*Exercise aim*.
In the entries below, find the line with "Query: man wearing sunglasses" and the line with "Query: paved ground"; give again those lines and every line between them, exactly.

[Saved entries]
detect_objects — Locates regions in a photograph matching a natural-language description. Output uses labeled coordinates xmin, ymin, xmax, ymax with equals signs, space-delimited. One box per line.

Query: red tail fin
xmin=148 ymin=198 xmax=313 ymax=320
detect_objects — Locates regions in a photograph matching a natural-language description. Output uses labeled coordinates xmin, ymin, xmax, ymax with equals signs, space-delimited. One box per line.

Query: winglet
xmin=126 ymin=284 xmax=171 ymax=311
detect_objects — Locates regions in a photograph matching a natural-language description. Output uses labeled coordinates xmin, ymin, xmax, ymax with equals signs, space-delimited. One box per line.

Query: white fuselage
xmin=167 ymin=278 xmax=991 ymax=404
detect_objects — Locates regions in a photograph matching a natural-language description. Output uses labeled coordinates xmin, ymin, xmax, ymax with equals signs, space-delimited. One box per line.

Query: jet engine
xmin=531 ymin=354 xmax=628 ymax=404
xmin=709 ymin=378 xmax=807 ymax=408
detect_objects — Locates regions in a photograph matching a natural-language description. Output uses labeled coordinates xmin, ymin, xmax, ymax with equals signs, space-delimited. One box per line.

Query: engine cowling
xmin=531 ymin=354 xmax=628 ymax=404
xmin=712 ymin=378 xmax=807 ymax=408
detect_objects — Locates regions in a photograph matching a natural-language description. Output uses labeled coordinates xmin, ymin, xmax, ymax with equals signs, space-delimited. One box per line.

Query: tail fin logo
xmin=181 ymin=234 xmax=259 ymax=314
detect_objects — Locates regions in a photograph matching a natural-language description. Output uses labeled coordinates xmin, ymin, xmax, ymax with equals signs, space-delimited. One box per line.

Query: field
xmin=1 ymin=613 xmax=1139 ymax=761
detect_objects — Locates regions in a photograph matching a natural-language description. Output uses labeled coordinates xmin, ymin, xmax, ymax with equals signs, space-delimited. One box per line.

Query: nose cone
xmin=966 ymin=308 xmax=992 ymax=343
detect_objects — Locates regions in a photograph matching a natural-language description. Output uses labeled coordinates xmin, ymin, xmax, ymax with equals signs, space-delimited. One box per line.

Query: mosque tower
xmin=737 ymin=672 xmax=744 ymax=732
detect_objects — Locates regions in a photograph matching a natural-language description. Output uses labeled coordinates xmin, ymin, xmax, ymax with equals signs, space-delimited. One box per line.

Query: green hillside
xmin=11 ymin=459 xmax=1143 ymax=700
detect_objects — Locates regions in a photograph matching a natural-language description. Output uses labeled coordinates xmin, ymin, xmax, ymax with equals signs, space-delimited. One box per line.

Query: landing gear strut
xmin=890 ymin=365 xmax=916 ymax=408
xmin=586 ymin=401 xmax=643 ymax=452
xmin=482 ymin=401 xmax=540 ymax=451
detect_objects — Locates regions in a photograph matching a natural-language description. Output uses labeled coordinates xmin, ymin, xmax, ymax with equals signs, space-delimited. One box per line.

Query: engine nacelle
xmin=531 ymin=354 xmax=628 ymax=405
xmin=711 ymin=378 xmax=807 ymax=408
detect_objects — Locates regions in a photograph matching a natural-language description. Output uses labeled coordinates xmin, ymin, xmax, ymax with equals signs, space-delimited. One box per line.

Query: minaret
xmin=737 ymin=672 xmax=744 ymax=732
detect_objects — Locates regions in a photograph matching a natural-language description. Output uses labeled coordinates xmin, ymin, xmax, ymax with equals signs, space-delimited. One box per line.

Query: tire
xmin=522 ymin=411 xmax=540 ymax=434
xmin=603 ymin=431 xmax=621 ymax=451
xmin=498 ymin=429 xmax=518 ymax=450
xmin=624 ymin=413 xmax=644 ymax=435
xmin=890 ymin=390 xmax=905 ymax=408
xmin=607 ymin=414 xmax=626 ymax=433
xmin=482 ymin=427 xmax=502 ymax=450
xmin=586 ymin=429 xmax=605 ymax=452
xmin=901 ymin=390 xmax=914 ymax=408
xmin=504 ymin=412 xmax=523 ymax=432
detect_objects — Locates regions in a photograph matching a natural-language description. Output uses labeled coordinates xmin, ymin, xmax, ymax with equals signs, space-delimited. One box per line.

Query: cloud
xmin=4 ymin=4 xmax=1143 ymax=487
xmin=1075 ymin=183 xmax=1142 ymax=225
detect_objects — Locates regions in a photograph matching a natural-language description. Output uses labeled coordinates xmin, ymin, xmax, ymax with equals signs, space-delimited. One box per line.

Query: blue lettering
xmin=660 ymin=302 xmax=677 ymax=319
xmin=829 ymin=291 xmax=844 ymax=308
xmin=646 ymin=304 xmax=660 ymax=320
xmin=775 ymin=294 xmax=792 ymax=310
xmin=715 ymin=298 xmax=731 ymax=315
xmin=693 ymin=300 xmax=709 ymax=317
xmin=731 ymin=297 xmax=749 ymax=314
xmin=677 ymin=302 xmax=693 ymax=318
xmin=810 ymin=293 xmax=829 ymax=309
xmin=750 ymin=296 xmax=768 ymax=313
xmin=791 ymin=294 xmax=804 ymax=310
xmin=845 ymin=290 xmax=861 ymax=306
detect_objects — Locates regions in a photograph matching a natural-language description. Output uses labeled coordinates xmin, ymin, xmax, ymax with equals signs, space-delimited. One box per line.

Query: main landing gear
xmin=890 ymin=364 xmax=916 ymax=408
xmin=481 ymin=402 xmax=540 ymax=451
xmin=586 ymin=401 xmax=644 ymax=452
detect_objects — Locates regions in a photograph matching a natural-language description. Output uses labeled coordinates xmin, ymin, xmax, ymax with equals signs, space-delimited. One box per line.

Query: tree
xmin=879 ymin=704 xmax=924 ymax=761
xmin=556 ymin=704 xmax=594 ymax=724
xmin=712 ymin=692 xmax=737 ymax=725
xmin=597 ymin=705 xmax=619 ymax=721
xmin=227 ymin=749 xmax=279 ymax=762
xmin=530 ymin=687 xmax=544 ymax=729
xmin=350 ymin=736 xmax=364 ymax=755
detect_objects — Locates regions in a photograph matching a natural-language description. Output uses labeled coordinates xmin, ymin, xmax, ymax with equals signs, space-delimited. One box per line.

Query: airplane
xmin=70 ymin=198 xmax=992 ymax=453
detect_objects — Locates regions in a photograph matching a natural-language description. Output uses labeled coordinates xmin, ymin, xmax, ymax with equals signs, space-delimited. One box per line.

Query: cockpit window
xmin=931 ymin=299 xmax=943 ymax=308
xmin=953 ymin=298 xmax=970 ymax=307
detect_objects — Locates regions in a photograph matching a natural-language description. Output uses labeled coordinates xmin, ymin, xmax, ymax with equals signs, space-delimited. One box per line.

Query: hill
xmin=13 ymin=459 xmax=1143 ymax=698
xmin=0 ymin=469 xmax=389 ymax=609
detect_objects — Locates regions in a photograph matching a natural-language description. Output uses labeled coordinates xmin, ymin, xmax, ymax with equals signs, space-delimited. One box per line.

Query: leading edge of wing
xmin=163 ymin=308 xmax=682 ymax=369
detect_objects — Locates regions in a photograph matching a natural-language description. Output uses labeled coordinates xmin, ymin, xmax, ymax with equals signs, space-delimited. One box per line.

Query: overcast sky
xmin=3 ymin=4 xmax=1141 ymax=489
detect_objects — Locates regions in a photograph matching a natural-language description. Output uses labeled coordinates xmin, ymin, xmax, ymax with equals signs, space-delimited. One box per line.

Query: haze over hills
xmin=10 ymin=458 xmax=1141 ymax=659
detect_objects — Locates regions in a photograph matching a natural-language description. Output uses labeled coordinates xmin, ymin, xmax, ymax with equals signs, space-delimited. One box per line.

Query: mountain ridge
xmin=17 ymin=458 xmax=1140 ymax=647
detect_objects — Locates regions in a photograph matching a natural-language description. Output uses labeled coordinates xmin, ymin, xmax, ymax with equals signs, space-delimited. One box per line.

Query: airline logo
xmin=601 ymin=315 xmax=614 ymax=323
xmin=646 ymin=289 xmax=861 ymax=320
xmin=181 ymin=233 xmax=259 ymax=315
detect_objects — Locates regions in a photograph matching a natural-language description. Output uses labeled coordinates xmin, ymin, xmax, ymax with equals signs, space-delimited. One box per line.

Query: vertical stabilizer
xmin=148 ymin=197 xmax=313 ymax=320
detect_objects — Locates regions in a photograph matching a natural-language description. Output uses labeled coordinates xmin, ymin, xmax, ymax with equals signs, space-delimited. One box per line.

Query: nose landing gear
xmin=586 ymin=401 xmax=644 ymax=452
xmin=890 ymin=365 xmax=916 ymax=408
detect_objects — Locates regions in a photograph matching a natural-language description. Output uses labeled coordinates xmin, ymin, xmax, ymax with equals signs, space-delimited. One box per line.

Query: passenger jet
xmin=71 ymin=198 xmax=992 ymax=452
---
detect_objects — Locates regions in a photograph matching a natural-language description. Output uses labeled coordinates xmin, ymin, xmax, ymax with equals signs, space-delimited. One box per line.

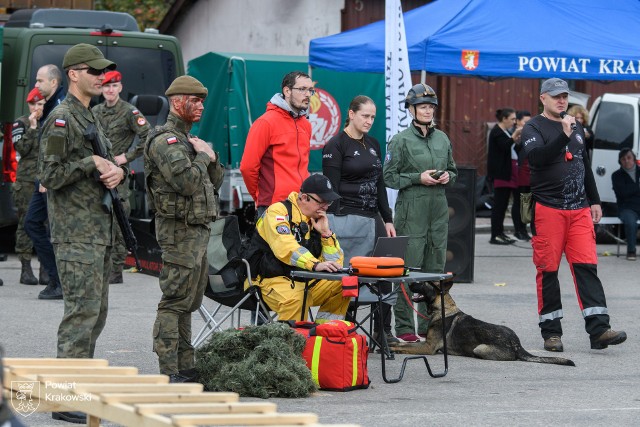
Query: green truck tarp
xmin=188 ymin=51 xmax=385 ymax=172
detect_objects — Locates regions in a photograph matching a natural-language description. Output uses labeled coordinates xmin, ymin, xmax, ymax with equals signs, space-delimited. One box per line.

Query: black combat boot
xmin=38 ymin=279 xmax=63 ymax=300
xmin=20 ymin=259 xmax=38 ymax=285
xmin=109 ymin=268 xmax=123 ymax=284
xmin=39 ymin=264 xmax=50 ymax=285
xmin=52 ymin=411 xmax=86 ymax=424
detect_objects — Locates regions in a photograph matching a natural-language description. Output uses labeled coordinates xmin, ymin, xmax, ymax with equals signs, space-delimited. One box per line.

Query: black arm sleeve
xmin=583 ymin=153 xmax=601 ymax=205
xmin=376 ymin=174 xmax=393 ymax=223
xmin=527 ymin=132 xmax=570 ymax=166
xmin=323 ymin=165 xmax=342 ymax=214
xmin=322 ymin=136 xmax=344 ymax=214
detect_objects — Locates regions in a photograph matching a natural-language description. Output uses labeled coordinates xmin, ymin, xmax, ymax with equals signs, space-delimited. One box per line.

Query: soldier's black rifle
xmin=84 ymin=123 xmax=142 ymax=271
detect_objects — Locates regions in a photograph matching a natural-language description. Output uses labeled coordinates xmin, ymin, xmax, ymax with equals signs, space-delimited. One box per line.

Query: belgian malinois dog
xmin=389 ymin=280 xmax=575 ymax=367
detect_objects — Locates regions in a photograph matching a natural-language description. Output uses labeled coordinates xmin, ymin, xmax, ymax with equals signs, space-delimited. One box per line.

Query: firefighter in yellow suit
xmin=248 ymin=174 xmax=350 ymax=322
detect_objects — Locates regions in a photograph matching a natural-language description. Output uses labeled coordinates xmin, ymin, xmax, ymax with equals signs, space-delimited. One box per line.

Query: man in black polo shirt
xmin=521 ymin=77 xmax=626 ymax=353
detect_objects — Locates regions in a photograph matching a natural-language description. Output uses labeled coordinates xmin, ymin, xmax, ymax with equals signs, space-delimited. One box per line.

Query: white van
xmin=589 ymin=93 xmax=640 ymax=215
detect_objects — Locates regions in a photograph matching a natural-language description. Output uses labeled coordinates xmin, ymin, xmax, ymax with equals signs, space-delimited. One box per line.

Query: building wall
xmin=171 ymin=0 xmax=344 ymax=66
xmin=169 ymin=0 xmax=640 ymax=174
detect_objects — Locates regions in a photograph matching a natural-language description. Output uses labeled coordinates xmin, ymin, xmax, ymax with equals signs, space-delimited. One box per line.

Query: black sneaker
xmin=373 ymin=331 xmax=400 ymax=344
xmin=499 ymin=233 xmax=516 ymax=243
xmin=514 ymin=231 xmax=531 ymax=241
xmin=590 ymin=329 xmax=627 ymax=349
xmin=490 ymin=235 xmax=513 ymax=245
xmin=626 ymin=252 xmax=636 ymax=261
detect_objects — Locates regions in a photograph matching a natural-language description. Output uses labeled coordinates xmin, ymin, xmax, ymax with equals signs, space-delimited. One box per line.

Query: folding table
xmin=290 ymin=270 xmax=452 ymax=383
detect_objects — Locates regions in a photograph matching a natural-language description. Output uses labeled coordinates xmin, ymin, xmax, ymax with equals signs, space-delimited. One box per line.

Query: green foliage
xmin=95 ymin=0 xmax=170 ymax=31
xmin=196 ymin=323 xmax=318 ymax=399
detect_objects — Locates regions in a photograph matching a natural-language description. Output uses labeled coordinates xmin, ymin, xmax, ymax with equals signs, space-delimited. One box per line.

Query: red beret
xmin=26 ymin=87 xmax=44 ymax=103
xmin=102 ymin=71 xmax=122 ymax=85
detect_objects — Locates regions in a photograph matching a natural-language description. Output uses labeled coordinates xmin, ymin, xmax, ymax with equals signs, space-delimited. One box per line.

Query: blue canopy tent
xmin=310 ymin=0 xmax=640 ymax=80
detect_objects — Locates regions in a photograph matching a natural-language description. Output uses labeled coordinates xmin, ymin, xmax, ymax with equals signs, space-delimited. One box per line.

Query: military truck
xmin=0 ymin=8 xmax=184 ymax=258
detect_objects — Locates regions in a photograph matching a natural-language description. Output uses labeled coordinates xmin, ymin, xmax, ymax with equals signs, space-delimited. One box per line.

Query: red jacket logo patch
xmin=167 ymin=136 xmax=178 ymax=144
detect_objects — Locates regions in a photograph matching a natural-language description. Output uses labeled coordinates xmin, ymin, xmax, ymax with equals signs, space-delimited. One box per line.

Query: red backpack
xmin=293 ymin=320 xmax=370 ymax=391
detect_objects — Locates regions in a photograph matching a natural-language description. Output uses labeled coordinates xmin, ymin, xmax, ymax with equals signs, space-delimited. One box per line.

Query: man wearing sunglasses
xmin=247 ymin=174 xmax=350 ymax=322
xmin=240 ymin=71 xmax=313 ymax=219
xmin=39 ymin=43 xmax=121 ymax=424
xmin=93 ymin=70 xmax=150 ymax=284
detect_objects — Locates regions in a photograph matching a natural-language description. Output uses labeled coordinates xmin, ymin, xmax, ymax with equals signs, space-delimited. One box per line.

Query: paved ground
...
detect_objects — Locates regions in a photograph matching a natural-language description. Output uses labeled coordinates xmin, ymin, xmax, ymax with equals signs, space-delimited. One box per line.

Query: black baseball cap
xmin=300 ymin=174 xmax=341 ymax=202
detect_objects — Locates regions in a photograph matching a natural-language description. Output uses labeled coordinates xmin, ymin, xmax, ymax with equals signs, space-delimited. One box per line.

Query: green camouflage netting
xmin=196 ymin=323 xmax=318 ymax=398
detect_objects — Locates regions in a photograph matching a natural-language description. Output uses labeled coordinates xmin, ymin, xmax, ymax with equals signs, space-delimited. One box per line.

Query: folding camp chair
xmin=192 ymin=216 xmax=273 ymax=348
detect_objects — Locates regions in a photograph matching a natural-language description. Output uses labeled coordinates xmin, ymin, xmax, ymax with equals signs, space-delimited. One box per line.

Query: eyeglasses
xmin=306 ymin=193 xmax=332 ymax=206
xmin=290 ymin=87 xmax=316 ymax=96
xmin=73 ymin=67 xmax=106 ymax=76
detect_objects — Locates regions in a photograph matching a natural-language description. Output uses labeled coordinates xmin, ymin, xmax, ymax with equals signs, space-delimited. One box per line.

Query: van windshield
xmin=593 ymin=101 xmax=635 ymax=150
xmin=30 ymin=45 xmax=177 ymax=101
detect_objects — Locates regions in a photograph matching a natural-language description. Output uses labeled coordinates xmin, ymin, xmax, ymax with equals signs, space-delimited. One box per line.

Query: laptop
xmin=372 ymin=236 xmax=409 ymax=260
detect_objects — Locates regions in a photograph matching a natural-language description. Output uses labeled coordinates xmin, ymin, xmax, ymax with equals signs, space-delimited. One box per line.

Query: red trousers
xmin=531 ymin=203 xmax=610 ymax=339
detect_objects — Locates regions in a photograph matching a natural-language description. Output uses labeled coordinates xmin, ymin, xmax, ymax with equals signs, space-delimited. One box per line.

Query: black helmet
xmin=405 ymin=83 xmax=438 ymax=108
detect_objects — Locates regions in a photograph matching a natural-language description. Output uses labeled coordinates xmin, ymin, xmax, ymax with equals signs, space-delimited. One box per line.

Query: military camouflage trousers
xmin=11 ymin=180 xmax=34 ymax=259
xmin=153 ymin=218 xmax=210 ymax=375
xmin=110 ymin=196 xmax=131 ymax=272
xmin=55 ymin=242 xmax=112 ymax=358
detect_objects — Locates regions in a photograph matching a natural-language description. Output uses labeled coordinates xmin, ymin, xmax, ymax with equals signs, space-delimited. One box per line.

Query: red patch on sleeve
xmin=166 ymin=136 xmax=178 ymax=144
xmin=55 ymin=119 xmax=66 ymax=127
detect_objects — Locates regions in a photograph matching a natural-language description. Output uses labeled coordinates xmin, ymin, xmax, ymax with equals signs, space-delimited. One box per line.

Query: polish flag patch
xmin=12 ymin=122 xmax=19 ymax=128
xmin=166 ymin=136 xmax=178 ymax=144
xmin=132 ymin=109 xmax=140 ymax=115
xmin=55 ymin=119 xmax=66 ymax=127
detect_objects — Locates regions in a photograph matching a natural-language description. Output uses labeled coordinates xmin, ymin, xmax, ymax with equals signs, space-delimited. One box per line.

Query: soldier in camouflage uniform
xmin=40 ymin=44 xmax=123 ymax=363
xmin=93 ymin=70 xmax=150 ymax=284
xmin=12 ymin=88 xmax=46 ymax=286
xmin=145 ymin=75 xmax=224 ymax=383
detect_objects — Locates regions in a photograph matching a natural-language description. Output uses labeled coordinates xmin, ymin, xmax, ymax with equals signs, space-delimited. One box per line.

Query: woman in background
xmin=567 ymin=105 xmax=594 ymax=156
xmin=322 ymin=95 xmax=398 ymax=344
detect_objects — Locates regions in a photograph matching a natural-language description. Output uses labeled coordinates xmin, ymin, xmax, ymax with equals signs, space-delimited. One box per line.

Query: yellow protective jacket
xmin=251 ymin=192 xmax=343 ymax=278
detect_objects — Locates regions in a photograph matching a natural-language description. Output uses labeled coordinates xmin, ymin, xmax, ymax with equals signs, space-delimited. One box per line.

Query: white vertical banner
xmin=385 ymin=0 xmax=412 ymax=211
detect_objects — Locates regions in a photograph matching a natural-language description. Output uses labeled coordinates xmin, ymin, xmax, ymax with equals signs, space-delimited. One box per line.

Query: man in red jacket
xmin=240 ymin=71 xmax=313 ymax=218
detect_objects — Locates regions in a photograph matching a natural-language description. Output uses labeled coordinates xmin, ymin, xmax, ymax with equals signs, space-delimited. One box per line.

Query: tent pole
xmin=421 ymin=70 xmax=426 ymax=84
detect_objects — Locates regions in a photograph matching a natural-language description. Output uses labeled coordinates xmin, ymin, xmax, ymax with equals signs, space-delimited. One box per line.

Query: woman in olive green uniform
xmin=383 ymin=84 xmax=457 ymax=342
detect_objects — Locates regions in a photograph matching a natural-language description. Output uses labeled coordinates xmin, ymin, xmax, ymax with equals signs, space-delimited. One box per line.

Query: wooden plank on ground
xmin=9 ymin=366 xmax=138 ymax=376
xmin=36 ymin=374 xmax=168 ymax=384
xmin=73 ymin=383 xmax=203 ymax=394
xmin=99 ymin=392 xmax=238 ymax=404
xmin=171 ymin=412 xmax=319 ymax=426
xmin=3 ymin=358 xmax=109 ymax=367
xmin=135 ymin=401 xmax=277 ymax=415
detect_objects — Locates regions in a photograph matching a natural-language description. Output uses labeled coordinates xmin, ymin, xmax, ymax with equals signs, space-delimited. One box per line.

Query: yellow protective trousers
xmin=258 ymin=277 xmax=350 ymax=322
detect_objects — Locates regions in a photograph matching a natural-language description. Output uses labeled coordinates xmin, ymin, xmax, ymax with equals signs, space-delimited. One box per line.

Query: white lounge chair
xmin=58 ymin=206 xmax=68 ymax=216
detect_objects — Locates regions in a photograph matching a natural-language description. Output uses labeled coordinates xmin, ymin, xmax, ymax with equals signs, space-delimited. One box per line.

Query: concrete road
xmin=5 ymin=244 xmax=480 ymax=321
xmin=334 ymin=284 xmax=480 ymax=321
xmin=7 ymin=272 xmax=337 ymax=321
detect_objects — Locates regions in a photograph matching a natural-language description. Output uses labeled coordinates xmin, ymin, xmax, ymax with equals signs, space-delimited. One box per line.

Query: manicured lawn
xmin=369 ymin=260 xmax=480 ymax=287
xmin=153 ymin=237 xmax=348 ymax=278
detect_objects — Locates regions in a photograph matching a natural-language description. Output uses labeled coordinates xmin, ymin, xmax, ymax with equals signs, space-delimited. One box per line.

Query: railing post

*Task answer*.
Query: man wearing sunglasses
xmin=247 ymin=174 xmax=350 ymax=322
xmin=240 ymin=71 xmax=313 ymax=219
xmin=39 ymin=43 xmax=121 ymax=424
xmin=93 ymin=70 xmax=150 ymax=284
detect_objects — Locates regions in a photograph matching a natural-language description. Output uses labeled coordinates xmin, ymin, xmax, ymax with equals signs, space-delimited. One box per line.

Query: paved ground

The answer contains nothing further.